__About this exercise__
In the Mona Lisa text, copy the stretch that begins at "This is why" and ends after "the Mona Lisa.", switching "notebooks" to "journals".

Segment Start: Text passage

Mona Lisa's pose was strikingly new: it looked towards the viewer, the landscape is unusual, we see a full bust and her hands. Some of these innovations had been borrowed from Flemish painters and Leonardo had tried some of them before, as in his portrait of Ginevra de' Benci, who looks at us directly. But Mona Lisa had movement. Leonardo used the chiaroscuro to give depth and the contrapposto position (the body facing one way and the head facing the other) to give the idea of movement. One can imagine the scene: Lisa is sitting down; we call her; she turns calmly, her body half-turned, the face fully turned. If you have your passport photograph taken in one of the newer booths, a helpful note suggests you should do just that: turn the body a little to one side and your face slightly towards the other. Finally the sfumato technique pioneered by Leonardo, the delicate blurring at the corners of the mouth and of the eyes, lends indeterminacy. As EH Gombrich pointed out: we are not certain of her expression, she is smiling but not quite. Perhaps she is wistful.
We the viewers have a role to play in decoding Mona Lisa and over the following five centuries we have used this privilege abundantly. Leonardo deliberately refrained from providing any of the usual clues painters used to identify who they were painting, such as getting them to hold a medallion or a symbol. Mona Lisa cannot be readily identified, so she could be anyone. This made it easier for later generations to regard her as representing the "eternal feminine" or the "universal woman."
Leonardo was seen as a major painter, but not the greatest. The competition was considerable. For Christmas dinner in 1500 you could, in theory, have had round the table: Mantegna (69), Giovanni Bellini (70), Botticelli (56), Carpaccio (40), Perugino (54), D?rer (29), Bosch (50), Cranach (28), Michelangelo (25), Raphael (17) and a baby Holbein (3). Leonardo could find employment in Milan with Lodovico Il Moro only by stressing, on his application form, his yet unproved skills as a military engineer. His multitude of interests, the qualities that helped to make his fame in the 19th and 20th centuries, led him to abandon or delay project after project. Pope Leo X complained that Leonardo never finished anything and he preferred the rising star, Raphael. Michelangelo, having decorated the Sistine Chapel, was at the peak of his glory. In 1516, Titian had become official painter to the Venetian Republic and ruled unchallenged. Leonardo found that in Italy there was no position commensurate with his standing.
This is why he accepted the invitation of Francis I and although no longer young, crossed the Alps to join the King's court near Amboise on the Loire, where he died in 1519. He took with him his notebooks, his drawings and some of his pictures, including the Virgin and Child with St Anne, Bacchus, as well as a "portrait of a Florentine lady" (so recorded by a visitor, Antonio de Beatis), presumably the Mona Lisa.
From the point of view of the "marketing" of Mona Lisa, the move to France was crucial. Although it was not obvious at the time, Francis I was laying the foundation for the transformation of France as Europe's artistic centre. His people scoured Italy buying masterpieces. The collection he accumulated became the core of the future holdings of the Louvre. Had Mona Lisa ended up in the manor of some minor aristocrat in, say, Bulgaria or Wolverhampton, it would not have the unique position it has today.

Segment End: Text passage
Segment Start: Dataset extract

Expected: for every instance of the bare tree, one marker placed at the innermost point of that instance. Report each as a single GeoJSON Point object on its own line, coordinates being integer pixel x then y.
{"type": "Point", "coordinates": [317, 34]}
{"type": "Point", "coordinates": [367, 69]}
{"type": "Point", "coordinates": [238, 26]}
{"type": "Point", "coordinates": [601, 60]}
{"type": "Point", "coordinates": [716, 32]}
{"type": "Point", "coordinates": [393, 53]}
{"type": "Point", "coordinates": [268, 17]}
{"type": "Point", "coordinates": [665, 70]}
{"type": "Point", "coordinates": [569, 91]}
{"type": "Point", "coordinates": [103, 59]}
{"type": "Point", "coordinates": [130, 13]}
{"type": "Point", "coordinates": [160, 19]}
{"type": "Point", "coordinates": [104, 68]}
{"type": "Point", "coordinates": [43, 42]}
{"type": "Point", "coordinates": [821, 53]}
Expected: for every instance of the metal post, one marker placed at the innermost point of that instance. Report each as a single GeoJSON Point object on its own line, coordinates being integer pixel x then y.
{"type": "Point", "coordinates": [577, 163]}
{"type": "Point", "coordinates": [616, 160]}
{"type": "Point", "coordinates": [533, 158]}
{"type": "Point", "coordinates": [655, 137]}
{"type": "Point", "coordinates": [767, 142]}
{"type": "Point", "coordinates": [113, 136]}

Segment End: Dataset extract

__Written solution__
This is why he accepted the invitation of Francis I and although no longer young, crossed the Alps to join the King's court near Amboise on the Loire, where he died in 1519. He took with him his journals, his drawings and some of his pictures, including the Virgin and Child with St Anne, Bacchus, as well as a "portrait of a Florentine lady" (so recorded by a visitor, Antonio de Beatis), presumably the Mona Lisa.